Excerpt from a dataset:
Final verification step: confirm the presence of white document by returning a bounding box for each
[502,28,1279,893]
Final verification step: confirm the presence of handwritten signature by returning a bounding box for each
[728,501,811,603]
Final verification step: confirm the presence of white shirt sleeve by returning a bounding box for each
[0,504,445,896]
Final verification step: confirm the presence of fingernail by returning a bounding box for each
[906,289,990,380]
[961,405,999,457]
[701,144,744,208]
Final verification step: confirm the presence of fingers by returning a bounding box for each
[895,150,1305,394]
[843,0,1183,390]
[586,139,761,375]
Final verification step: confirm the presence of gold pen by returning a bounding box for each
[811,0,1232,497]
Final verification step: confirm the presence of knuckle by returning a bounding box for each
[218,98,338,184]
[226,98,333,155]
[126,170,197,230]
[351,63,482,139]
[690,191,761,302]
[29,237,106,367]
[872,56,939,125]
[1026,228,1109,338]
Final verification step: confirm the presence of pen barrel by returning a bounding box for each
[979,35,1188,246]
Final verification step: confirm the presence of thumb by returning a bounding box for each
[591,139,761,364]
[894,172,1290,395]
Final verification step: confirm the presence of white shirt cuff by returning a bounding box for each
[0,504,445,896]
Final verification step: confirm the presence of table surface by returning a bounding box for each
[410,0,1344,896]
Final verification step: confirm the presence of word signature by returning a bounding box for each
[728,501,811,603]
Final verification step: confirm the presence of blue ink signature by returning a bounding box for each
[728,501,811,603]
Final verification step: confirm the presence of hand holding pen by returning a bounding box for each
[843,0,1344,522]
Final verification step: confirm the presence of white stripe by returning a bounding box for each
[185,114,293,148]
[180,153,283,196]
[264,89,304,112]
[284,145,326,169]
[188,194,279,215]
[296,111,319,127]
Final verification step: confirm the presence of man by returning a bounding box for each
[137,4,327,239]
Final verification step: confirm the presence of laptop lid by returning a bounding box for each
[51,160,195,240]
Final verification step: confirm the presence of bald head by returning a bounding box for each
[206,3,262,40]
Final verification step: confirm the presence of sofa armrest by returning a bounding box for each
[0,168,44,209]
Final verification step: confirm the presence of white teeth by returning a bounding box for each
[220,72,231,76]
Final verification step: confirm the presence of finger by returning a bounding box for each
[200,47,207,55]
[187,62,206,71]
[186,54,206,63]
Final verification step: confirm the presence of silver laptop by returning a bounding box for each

[EXERCISE BRIEF] Can you switch "knuckle" to "joint" in the lines from the one with "Final verification step: confirm the presence of fingernail" up to and including the one with "[51,160,195,240]"? Give only those lines, with nothing else changed.

[SOLVED PROBLEM]
Final verification step: confirm the presence of fingernail by returning a bounding box for each
[906,289,990,380]
[961,405,999,457]
[701,144,744,208]
Final verification step: confirm the presence of fingers by returning a bounding box for each
[895,150,1305,394]
[843,0,1183,390]
[586,139,761,375]
Final verification step: confirm the presence of gold pen by returning a bounding box for each
[811,0,1232,497]
Final verification step: confirm the presence of joint by returning a bounding box for each
[218,98,338,184]
[226,98,333,155]
[126,170,197,230]
[351,63,482,139]
[690,191,761,302]
[29,237,106,367]
[872,56,939,125]
[1026,228,1109,338]
Final verification step: confirm the presence of pen barrel by returning a bounding box for each
[979,35,1188,246]
Final verification step: confirm the presence of thumb by returning a bounding box for each
[591,139,761,364]
[894,172,1290,395]
Final verification step: confirm the presence of white shirt cuff by returning a bounding box for each
[0,504,445,896]
Final verification step: confirm the presence of table surface by returning a bounding box for each
[410,0,1344,896]
Final verification step: confirm the presence of word signature by returning a bounding box for each
[728,501,811,603]
Final verification step: confirm the presence of blue ink signature by returning a bounding box for each
[728,501,811,603]
Final verification step: confirm the presence of hand holding pen by returning a bounding box for each
[843,0,1344,522]
Final verification step: confirm the presence of white stripe by returning a bounding box for each
[185,114,293,148]
[180,153,283,196]
[264,89,304,112]
[284,145,326,169]
[188,194,279,215]
[296,111,319,127]
Final verification step: confirm the presence of man by returning a bounding box for each
[137,4,327,239]
Final verification step: confirm the presence of laptop lid by returning a bounding box for each
[51,160,195,240]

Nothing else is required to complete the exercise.